Prompt -
Write each line exactly as it stands, from the line containing "of the glass" through the end of the data.

(Data records)

>>>

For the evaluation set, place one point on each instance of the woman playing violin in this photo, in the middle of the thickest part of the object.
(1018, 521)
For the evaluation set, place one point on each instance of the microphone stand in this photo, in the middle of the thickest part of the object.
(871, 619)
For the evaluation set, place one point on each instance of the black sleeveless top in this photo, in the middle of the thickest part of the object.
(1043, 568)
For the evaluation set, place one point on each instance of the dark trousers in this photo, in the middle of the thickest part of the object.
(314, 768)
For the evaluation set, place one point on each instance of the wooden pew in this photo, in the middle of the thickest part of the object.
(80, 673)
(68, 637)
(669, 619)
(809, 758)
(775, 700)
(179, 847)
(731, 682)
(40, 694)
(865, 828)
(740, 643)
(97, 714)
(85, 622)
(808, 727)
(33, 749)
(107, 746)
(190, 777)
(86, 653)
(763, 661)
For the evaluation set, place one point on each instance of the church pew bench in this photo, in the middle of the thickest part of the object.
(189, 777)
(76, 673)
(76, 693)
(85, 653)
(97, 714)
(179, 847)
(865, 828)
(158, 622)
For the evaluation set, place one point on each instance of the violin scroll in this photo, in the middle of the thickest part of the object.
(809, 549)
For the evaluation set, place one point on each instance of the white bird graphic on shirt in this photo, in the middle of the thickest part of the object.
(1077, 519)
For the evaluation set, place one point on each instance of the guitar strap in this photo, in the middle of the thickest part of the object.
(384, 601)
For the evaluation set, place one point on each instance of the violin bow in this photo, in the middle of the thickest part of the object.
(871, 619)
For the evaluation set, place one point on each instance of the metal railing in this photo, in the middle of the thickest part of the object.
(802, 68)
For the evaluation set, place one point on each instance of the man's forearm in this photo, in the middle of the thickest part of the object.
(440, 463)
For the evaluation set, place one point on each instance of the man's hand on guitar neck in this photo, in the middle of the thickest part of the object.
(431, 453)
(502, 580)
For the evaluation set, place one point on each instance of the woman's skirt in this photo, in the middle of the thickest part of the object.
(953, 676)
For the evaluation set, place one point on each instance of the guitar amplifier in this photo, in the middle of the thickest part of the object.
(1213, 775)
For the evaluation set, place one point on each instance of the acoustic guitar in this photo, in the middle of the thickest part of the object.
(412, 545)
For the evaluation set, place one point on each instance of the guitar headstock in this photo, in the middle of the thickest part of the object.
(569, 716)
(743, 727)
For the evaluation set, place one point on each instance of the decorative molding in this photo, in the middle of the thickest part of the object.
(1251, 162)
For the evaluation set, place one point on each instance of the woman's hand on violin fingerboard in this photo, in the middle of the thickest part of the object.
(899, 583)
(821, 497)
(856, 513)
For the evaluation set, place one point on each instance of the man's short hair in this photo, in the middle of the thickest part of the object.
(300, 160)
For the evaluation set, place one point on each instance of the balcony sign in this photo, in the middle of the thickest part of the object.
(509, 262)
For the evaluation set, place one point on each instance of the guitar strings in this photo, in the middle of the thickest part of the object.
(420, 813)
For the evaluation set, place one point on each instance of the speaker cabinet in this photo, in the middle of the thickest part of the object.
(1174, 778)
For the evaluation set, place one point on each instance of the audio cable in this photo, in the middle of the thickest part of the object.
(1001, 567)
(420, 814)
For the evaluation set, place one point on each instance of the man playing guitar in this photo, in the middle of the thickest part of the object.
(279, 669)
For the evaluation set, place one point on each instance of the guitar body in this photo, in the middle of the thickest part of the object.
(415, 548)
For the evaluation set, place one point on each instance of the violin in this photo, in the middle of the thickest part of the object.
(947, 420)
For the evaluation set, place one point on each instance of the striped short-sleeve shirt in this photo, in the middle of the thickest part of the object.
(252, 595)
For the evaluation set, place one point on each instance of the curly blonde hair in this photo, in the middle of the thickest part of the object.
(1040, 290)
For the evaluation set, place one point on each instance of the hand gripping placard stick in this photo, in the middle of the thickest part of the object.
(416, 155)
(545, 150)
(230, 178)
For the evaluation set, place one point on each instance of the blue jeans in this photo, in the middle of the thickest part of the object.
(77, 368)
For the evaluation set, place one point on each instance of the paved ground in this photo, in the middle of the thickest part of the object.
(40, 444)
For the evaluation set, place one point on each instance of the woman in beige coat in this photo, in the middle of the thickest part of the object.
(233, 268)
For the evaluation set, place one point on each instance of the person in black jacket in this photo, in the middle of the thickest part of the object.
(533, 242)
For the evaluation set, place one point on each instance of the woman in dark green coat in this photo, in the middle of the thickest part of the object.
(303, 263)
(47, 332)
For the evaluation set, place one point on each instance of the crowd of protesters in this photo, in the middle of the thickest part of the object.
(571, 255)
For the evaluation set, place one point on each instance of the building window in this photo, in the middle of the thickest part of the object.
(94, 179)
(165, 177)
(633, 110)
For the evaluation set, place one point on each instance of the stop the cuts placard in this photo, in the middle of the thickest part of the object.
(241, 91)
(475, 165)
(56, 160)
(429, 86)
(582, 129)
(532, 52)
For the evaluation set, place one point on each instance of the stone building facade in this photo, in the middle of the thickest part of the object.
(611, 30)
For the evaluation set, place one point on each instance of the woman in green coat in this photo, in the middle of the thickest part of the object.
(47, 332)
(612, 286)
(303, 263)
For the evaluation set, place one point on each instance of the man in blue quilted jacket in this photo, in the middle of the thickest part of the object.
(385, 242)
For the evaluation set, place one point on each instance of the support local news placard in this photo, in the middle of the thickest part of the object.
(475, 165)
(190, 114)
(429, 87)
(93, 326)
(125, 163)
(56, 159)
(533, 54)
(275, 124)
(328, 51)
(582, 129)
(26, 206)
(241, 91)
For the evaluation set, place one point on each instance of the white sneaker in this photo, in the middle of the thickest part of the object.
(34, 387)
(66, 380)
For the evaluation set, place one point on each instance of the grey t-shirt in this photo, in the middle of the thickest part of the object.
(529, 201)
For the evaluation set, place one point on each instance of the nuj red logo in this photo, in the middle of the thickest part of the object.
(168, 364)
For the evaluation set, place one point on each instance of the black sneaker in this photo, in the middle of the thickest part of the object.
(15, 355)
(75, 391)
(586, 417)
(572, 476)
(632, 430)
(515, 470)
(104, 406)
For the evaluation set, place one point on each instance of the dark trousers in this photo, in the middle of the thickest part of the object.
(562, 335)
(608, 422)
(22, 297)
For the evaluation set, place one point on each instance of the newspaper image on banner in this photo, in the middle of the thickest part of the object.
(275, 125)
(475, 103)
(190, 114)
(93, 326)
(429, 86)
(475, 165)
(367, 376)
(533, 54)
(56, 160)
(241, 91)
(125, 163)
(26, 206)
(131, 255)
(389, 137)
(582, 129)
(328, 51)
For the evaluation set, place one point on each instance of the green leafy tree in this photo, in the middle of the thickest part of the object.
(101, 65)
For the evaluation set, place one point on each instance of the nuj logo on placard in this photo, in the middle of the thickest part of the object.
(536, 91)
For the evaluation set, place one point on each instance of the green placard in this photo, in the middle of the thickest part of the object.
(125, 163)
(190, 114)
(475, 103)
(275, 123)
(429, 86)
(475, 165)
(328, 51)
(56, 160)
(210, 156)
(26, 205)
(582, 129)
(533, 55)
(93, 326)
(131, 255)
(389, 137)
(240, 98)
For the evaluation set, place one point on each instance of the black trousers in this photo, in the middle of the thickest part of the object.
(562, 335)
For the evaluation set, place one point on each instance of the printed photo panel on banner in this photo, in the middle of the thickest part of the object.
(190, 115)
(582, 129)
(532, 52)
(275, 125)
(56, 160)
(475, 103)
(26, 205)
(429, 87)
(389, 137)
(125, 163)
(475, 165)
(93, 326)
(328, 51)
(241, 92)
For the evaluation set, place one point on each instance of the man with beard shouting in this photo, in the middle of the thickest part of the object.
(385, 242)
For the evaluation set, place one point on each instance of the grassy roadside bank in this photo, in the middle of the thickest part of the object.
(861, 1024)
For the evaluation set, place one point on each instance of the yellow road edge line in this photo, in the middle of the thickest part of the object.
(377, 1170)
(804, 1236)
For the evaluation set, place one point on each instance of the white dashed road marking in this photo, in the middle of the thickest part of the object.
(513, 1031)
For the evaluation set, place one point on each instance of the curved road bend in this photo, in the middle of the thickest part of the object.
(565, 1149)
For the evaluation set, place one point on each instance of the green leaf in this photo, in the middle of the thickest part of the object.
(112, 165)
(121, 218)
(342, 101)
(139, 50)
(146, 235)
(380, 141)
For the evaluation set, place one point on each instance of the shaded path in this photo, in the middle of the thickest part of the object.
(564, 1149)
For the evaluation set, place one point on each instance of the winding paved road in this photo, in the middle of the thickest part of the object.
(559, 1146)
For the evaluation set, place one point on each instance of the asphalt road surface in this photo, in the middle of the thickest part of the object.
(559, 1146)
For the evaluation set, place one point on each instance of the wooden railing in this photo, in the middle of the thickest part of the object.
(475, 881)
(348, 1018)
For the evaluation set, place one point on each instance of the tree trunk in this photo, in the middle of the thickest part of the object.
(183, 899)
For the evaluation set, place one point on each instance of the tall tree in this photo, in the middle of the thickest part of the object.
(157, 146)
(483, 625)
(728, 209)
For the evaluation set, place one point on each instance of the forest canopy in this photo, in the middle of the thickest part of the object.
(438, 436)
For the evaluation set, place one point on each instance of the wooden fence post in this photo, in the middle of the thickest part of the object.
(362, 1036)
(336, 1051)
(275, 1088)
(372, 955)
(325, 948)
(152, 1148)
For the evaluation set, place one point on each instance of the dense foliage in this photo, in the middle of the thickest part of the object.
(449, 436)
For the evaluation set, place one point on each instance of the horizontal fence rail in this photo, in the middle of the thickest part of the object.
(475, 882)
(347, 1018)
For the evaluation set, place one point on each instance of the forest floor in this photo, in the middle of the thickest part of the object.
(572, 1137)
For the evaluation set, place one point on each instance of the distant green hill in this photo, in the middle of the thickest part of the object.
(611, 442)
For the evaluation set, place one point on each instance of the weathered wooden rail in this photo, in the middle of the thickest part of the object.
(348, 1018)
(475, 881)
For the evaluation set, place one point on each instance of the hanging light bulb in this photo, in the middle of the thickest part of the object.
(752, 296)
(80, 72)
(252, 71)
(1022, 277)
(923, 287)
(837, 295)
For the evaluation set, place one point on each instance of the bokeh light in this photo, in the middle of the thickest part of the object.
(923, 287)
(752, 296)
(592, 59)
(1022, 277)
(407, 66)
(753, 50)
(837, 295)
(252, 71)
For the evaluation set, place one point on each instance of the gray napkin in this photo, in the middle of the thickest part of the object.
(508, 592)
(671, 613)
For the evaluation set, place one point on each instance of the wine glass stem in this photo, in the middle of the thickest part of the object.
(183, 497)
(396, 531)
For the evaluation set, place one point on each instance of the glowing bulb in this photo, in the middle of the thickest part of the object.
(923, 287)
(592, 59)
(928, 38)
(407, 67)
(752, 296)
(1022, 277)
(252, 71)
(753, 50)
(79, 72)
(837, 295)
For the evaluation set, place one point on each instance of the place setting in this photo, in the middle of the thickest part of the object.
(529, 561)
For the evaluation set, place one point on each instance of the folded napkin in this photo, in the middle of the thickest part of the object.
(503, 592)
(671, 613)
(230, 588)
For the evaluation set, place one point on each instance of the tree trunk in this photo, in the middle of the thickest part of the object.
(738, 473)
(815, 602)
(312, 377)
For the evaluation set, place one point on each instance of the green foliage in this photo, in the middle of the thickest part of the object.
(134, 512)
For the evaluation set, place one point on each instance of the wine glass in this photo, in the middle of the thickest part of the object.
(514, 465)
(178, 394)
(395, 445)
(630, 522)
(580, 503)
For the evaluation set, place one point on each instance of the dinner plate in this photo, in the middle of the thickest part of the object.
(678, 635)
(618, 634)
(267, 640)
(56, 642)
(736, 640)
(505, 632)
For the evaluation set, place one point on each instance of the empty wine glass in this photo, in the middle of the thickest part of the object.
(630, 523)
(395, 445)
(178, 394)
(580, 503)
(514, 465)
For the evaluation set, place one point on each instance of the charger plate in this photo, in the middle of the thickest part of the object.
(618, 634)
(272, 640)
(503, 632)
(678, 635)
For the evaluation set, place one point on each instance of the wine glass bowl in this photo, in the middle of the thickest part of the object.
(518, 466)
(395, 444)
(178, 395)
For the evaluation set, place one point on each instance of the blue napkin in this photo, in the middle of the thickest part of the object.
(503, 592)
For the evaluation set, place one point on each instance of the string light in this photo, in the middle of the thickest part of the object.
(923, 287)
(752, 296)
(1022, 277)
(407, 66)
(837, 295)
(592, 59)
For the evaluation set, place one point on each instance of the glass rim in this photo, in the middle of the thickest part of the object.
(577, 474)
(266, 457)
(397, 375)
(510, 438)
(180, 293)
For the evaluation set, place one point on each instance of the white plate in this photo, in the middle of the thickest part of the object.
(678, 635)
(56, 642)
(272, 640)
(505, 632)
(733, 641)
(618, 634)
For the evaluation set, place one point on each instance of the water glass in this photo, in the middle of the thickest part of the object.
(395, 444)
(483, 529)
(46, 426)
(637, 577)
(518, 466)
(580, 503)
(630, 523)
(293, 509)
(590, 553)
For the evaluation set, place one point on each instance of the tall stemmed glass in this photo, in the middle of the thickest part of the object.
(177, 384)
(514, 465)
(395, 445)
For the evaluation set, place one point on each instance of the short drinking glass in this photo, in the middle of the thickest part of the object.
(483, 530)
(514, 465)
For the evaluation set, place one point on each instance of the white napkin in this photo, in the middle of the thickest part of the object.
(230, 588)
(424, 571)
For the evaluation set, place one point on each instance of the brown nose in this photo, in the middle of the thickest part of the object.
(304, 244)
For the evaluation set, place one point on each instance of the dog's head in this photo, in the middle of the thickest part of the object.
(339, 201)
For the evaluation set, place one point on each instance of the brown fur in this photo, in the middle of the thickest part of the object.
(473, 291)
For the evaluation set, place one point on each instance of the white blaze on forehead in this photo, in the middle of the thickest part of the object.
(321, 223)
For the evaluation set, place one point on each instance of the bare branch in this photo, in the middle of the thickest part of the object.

<<<

Response to the exercise -
For the evaluation set, place one point on each instance of the glass rim in this photo, in the middle of the thickest part of the object.
(577, 474)
(266, 457)
(397, 375)
(510, 438)
(180, 293)
For the evaluation set, place one point on each instance of the white plate in this photo, in the middle of the thickest part of the object.
(678, 635)
(56, 642)
(272, 640)
(505, 632)
(733, 641)
(618, 634)
For the evaluation set, place one point on each instance of the water glass in this photo, in the middle of the thickest part of the object.
(395, 444)
(483, 529)
(46, 426)
(637, 577)
(518, 466)
(580, 503)
(630, 523)
(293, 509)
(590, 553)
For the evaluation set, place one point on each instance of the tall stemmed glass in this photo, in the middle of the thickest part of the object.
(177, 384)
(514, 465)
(395, 445)
For the evaluation set, place one point on each instance of the short drinking glass in this photo, in the middle of the thickest part of the object.
(483, 530)
(514, 465)
For the evaluation set, place one point on each instance of the white napkin in this photo, in the middle of the thickest part of the object.
(230, 588)
(424, 571)
For the evaluation set, place one point on each instance of the brown nose in this photo, in the middle of the thickest part of the object.
(304, 244)
For the evaluation set, place one point on each instance of the dog's head in this photo, in the middle of the thickest part of the object.
(339, 201)
For the evaluation set, place one point on each instance of the brown fur in this photo, in the middle of the thickest part of the object.
(473, 291)
For the evaluation set, place one point on each instance of the white blaze on forehead in this photo, in the middle of the thickest part of the object.
(321, 223)
For the evaluation set, place one point on each instance of the bare branch in this photo, in the middle of the thickest part of the object.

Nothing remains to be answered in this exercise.